> [Document section]:
****************************************

Could technology – specifically, emergency text messages via cellphones – have saved some of the 33 lives lost last month at Virginia Tech?

That question is burning across college campuses since the shootings, as schools from California to the Carolinas scramble to fine-tune their incident-response systems in part by tapping into the instant-message culture of today's college generation.

But in that quest, experts say, colleges face privacy and liability concerns, as well as the basic question of whether subtle "social alarms" such as texting are really better at warning of a possible emergency than are the cold-war-era siren and the under-the-desk-drill.

"A lot of schools are badly prepared, and they are frantic to figure out a system for emergencies after what happened at Virginia Tech," says Ming Chow, who teaches a class at Tufts University in Medford, Mass., called "Security, Privacy, and Politics in the Computer Age."

****************************************

> [Provided records]:
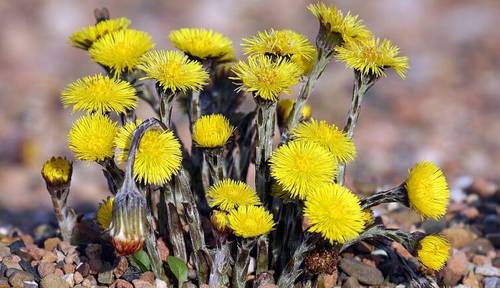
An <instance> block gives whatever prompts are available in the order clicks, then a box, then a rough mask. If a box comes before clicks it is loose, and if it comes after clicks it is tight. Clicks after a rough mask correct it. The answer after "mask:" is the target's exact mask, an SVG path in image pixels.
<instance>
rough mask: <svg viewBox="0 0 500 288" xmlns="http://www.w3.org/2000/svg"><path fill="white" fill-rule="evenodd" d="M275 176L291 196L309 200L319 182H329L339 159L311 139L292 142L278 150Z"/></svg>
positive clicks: (336, 168)
mask: <svg viewBox="0 0 500 288" xmlns="http://www.w3.org/2000/svg"><path fill="white" fill-rule="evenodd" d="M270 162H271V175H272V176H273V177H274V178H275V179H276V181H277V182H278V184H280V185H281V186H282V187H283V189H285V190H286V191H289V192H290V195H291V197H293V198H300V199H305V198H306V195H307V194H308V193H309V192H310V191H312V190H314V188H315V187H317V186H318V185H322V184H325V183H329V182H331V181H332V179H333V177H335V175H336V172H337V170H336V169H337V162H336V161H335V158H334V157H333V155H332V153H330V152H329V151H328V150H327V149H325V148H323V147H322V146H320V145H318V144H316V143H313V142H308V141H292V142H289V143H288V144H286V145H283V146H281V147H279V148H278V149H276V150H274V152H273V155H272V156H271V160H270Z"/></svg>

****************************************

> [Instruction]: In the article on campus emergency alerts, what is the name of the class Ming Chow teaches at Tufts University?

> [Output]: Security, Privacy, and Politics in the Computer Age